## WHAT YOU SHOULD DO
Return the stretch from "If God is good" through "to be parsed." in the piece on prayer below, copied word for word.
### EXTRACT TO READ ###
I do not pray to a genie God who grants wishes based on your ability to follow rules or how much he likes you.
Say a child dies. Does that mean their loved ones didn’t pray? That the prayers didn’t work? That God just decided not to grant that wish?
And if the child lives, was that family more deserving than the families who had children that didn’t make it?
Then there’s the twenty-four-year-old pro football player who had a heart attack on the field and lives tweets: “God Behind All This No Coincidence.”
Setting aside the grammar issues…I mean in a way I agree. If God is the hand of fate, he is behind this. But had Damar died on the field, God would have been behind that too.
If God is good when something goes our way, that implies God is bad when it doesn’t. God has to be neutral or the logic falls apart.
I’m not saying prayer isn’t powerful. Thinking positively in a group has tremendous benefits to help calm your reticular activation system so you can see more possibilities, but the power of prayer isn’t the power to get a genie to grant wishes.
Dear, sweet Jesus how did I end up down this rabbit hole this morning?
The sun is up - Praise be to God (see, that one I’ll happily give God credit for), and I must tend to my earthly duties. There are lost dog signs to be analyzed and multiple choice questions to be parsed.
That’s what I do each day: navigate a confusing world where I can see a thousand options and constantly need clarification.
### DATA EXTRACT ###
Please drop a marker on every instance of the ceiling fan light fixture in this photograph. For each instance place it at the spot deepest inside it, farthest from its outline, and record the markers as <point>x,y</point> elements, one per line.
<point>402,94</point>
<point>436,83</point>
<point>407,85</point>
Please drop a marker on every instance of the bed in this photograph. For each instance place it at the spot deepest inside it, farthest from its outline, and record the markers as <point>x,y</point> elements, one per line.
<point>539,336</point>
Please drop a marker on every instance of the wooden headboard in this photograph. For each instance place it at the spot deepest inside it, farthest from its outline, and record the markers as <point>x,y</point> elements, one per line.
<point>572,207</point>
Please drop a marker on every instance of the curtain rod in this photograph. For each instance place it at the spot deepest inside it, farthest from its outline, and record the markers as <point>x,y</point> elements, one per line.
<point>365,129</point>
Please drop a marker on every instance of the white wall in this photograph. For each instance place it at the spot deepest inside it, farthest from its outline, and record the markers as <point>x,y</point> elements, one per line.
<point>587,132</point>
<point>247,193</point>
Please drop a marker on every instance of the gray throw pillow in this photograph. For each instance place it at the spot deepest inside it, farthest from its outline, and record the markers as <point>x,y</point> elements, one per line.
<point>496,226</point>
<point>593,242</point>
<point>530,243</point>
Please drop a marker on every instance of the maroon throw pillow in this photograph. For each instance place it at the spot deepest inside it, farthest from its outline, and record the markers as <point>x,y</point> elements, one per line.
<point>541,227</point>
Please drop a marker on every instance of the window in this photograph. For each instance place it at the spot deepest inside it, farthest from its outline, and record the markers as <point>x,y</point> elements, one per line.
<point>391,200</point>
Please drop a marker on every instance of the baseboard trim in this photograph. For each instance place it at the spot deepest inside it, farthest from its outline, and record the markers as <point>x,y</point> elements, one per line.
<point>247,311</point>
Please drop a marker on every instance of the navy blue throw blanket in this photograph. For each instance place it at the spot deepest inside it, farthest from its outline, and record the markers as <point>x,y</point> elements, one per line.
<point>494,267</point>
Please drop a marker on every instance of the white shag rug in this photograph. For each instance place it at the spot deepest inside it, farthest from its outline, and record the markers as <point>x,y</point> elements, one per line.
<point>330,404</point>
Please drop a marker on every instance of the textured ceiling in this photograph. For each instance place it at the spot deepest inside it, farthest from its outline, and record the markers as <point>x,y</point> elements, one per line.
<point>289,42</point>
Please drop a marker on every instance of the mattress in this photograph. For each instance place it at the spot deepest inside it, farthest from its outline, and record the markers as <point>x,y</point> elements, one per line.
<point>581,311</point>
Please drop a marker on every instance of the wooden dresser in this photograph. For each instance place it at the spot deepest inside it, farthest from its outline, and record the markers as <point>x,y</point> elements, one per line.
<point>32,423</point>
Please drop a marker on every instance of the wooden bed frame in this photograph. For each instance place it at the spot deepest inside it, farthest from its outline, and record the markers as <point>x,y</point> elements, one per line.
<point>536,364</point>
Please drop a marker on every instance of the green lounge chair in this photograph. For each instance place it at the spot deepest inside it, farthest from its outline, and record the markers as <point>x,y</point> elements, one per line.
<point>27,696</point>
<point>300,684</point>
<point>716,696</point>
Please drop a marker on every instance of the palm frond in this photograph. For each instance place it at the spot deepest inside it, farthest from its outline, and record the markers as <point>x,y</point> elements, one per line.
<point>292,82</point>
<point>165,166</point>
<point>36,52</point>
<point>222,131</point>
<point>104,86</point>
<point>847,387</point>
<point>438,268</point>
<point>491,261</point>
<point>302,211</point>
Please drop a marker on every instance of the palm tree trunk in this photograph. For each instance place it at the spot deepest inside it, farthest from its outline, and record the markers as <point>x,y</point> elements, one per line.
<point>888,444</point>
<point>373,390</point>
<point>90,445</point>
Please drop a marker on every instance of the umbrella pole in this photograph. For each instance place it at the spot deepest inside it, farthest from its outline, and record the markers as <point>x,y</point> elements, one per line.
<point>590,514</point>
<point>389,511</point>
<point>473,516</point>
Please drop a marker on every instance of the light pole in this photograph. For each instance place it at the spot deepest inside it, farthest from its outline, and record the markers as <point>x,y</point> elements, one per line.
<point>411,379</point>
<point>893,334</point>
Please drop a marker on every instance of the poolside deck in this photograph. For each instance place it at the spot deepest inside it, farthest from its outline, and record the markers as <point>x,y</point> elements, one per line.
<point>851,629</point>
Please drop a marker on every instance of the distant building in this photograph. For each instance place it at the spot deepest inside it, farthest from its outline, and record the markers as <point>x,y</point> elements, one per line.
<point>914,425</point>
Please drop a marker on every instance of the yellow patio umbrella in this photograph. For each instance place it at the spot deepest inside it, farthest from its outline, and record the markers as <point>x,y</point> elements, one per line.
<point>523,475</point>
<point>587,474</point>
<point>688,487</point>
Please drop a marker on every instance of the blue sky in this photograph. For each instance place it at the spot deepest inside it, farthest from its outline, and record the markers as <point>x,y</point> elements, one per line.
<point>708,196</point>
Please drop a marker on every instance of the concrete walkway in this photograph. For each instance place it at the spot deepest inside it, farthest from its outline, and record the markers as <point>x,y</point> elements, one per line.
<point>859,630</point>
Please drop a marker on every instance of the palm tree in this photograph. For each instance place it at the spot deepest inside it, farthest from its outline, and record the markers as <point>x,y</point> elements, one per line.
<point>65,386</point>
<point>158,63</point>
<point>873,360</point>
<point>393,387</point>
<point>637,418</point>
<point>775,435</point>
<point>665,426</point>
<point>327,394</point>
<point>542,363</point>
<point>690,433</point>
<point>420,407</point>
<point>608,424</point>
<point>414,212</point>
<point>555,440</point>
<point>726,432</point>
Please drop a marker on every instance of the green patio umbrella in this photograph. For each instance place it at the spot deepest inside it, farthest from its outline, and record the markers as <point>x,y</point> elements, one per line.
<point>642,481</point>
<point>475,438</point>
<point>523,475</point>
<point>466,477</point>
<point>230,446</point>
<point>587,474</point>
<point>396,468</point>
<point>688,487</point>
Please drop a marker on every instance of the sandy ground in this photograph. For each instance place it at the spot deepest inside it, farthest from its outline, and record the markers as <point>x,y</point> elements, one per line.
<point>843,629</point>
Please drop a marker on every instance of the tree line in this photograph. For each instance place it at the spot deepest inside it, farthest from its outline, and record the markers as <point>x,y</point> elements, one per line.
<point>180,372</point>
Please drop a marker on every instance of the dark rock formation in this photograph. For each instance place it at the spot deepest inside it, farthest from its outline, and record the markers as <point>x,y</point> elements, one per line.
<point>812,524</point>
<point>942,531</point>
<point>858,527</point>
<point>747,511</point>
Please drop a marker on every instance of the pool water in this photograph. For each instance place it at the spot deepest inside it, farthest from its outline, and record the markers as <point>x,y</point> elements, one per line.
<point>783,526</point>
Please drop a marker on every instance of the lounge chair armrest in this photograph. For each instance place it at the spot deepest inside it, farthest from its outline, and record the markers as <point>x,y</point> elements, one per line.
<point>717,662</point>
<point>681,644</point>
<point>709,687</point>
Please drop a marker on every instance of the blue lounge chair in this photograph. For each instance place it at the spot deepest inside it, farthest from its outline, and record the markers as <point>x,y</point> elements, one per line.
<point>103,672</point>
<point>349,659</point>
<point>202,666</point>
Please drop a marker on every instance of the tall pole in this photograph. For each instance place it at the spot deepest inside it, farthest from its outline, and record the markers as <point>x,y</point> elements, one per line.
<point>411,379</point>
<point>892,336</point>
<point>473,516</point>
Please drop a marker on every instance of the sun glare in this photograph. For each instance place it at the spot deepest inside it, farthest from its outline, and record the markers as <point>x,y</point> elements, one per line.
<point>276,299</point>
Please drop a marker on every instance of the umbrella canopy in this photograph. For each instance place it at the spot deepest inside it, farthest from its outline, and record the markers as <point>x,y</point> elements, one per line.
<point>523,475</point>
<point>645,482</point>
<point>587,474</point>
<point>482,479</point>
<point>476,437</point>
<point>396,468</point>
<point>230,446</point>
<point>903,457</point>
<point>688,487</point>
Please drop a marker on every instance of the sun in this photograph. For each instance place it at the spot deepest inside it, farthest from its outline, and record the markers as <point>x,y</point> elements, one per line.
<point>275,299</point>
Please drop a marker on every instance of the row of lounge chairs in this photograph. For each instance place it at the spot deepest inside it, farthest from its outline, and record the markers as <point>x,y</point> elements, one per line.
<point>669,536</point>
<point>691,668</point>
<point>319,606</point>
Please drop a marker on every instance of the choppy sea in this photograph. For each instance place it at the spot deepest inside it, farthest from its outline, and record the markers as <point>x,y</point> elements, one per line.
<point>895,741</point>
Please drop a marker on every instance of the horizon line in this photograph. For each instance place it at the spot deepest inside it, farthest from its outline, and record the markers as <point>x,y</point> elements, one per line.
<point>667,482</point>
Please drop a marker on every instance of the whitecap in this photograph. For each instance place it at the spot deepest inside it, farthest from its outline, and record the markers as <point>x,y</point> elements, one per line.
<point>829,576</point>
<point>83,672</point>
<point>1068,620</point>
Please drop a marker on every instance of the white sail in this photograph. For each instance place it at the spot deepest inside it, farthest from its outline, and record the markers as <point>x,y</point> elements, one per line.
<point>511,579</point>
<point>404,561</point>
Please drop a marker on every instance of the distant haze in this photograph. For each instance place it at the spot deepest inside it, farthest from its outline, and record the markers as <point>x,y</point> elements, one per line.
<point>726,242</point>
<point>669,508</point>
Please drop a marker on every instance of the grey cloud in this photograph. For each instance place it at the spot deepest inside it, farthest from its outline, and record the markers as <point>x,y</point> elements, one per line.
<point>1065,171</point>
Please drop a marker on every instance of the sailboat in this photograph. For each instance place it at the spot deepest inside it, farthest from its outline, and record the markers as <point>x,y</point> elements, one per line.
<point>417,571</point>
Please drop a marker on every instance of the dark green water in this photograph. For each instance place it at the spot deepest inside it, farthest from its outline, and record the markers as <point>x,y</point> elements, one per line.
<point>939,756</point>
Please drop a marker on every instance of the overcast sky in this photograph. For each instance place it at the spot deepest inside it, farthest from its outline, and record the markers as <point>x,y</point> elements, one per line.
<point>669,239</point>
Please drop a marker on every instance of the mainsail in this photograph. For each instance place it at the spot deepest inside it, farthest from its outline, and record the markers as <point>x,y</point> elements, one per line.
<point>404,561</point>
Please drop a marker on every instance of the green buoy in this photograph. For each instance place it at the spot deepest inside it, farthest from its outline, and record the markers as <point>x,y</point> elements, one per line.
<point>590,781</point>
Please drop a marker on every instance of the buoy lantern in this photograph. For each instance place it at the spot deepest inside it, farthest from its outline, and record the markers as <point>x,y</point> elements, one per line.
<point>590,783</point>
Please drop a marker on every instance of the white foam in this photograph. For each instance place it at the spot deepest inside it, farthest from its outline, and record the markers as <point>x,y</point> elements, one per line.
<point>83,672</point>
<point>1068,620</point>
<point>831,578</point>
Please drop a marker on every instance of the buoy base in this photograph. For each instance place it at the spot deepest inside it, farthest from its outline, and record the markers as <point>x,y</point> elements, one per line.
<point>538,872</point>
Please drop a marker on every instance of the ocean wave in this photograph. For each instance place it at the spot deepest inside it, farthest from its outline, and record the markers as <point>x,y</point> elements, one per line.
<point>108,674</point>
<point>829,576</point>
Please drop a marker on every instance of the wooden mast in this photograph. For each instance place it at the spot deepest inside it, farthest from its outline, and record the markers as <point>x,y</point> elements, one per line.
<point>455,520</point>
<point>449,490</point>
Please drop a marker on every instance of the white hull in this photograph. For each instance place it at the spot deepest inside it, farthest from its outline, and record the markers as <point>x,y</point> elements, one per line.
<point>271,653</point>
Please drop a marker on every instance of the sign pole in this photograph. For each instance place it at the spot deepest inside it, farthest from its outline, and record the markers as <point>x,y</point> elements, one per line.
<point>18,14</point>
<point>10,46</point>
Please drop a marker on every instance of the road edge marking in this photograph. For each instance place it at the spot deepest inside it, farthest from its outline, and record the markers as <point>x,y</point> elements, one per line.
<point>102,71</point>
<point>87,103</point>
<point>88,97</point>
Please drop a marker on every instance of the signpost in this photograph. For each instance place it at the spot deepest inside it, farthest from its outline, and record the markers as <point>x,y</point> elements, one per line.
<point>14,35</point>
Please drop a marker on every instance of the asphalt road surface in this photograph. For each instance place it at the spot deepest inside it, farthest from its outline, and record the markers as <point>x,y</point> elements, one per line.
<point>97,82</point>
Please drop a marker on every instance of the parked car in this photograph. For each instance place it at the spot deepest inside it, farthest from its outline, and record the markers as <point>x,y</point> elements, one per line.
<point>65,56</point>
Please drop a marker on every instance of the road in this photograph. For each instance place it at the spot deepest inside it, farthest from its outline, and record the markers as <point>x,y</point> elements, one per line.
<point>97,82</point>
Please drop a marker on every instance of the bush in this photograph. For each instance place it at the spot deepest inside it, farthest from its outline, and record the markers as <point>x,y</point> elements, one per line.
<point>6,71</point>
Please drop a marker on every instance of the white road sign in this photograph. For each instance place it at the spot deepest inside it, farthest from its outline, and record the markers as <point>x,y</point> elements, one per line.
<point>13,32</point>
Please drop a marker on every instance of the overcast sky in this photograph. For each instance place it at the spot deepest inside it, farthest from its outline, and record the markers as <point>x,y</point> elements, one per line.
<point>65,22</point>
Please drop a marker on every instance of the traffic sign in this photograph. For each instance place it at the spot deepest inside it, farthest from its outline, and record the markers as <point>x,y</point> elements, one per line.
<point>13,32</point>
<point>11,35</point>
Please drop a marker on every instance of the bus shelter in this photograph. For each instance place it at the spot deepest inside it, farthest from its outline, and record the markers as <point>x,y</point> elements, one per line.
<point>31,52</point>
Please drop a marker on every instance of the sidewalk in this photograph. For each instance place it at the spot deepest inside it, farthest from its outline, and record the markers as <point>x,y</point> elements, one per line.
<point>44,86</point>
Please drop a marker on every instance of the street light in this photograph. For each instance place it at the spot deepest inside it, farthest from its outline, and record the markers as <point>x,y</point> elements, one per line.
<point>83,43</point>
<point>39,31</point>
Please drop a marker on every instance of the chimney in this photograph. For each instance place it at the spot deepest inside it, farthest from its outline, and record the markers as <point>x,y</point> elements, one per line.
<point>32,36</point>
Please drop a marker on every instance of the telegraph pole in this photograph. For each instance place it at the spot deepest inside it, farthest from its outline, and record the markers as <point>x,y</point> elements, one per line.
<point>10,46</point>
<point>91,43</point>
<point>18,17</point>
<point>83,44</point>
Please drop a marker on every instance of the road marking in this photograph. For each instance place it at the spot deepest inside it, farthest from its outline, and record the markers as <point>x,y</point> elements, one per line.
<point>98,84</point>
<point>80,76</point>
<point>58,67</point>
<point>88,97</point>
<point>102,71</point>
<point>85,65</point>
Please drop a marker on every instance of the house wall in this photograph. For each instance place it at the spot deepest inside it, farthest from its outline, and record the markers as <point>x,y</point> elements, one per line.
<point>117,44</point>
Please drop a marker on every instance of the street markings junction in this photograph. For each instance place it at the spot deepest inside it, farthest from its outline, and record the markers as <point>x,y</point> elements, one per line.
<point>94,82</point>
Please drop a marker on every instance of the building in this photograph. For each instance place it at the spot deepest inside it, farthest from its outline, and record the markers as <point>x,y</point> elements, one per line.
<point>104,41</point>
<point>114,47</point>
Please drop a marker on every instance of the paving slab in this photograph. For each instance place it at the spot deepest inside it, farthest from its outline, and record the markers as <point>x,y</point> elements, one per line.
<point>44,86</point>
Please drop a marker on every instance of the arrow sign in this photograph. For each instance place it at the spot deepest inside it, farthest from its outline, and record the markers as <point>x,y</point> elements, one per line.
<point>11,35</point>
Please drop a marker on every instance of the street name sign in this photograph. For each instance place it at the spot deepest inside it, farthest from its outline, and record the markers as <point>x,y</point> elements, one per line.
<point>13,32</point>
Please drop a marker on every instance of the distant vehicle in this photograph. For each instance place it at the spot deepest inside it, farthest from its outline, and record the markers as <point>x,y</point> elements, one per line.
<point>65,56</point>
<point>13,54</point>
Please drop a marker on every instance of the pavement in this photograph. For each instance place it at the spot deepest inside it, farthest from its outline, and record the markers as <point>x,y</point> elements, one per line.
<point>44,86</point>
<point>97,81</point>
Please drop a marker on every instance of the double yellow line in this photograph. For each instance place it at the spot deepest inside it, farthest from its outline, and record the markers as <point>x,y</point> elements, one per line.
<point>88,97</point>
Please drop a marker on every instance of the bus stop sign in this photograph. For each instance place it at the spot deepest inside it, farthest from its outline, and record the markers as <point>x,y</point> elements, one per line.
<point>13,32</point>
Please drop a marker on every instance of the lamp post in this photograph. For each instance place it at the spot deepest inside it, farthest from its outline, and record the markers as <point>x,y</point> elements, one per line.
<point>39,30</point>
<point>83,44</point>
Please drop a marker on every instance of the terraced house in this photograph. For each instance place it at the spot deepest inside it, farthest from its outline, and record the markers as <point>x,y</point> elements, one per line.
###
## ANSWER FOR THE TASK
If God is good when something goes our way, that implies God is bad when it doesn’t. God has to be neutral or the logic falls apart.
I’m not saying prayer isn’t powerful. Thinking positively in a group has tremendous benefits to help calm your reticular activation system so you can see more possibilities, but the power of prayer isn’t the power to get a genie to grant wishes.
Dear, sweet Jesus how did I end up down this rabbit hole this morning?
The sun is up - Praise be to God (see, that one I’ll happily give God credit for), and I must tend to my earthly duties. There are lost dog signs to be analyzed and multiple choice questions to be parsed.